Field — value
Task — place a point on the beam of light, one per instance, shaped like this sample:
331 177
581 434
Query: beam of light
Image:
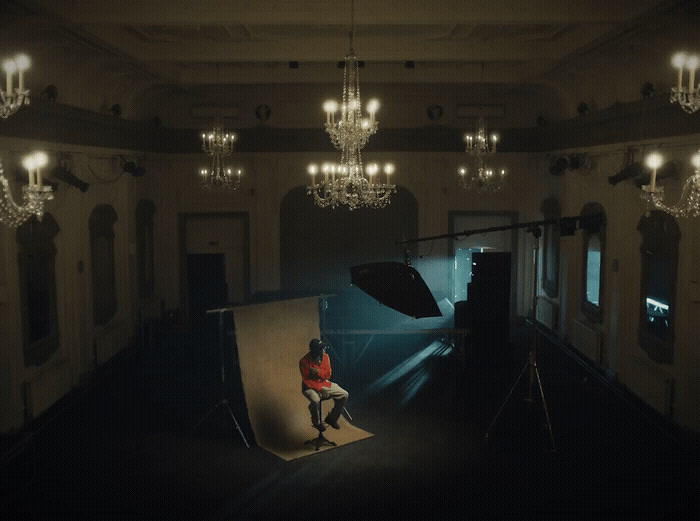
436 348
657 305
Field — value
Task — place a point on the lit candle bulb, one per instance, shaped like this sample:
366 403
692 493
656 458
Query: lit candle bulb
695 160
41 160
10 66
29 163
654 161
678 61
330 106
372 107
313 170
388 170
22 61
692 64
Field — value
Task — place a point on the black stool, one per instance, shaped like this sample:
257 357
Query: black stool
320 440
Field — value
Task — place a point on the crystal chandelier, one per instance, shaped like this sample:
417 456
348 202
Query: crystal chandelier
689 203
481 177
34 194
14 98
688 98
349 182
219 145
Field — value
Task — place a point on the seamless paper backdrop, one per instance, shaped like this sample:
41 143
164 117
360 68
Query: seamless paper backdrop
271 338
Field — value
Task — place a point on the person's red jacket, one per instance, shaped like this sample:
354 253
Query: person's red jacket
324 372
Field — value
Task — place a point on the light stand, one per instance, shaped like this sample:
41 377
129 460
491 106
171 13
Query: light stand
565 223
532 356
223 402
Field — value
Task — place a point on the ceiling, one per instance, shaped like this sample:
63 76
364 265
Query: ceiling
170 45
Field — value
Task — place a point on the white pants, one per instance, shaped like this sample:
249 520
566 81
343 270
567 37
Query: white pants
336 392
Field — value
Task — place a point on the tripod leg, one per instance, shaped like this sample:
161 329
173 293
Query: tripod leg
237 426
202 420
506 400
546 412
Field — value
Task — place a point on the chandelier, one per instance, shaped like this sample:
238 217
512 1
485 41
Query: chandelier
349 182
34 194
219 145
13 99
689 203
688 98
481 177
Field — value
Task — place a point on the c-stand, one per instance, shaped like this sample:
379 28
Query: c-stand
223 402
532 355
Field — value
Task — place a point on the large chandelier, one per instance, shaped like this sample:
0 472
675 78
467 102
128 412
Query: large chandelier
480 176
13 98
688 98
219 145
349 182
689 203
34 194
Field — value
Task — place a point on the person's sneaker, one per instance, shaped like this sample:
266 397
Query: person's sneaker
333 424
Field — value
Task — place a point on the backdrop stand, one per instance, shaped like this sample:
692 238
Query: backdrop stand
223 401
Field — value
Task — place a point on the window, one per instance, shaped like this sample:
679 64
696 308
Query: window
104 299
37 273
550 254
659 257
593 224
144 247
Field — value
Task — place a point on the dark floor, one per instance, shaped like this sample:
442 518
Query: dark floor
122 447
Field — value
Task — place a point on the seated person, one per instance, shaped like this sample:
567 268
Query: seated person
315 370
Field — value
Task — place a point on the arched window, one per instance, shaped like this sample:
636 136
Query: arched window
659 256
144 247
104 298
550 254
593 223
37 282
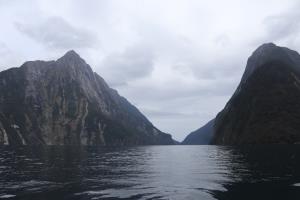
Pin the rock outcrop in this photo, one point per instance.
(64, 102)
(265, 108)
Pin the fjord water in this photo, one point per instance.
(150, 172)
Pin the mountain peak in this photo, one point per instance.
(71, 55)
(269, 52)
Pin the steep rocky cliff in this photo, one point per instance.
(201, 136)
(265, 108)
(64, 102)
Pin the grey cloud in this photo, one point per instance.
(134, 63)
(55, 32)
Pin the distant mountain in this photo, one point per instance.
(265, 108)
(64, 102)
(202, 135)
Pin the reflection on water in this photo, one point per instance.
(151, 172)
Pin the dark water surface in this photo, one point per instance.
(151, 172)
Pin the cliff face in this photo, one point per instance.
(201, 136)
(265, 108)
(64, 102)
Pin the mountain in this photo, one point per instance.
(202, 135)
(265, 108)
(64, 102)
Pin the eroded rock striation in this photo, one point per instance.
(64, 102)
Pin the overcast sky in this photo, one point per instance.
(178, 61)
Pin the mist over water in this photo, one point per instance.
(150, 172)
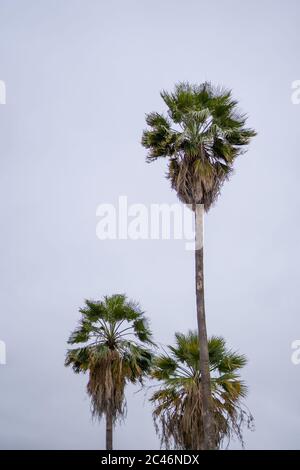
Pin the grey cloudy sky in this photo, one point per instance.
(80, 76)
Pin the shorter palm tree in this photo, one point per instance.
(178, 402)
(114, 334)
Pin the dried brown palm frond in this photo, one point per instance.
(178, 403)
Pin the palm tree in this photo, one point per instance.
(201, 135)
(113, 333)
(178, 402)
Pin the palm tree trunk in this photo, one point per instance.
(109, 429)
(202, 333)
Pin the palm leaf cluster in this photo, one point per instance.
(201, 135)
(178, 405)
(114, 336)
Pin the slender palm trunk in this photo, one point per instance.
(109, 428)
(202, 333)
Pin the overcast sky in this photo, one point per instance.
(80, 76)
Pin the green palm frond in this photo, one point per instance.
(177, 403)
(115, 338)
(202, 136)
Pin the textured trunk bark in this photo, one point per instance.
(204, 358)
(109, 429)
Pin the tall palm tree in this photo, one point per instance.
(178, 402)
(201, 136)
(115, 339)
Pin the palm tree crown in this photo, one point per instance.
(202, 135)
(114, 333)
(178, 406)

━━━━━━━━━━━━━━━━

--- Set problem ---
Starting at the line that contains "Pin the palm tree crown" and ending at the last line of the entries, write out every line again with each point coordinate scaled by 0.6 and rounded to a whole number, halves rounded up. Copy all other lines unchanged.

--- Complete answer ---
Pin the palm tree crown in this photo, one point per instance.
(121, 81)
(68, 200)
(107, 244)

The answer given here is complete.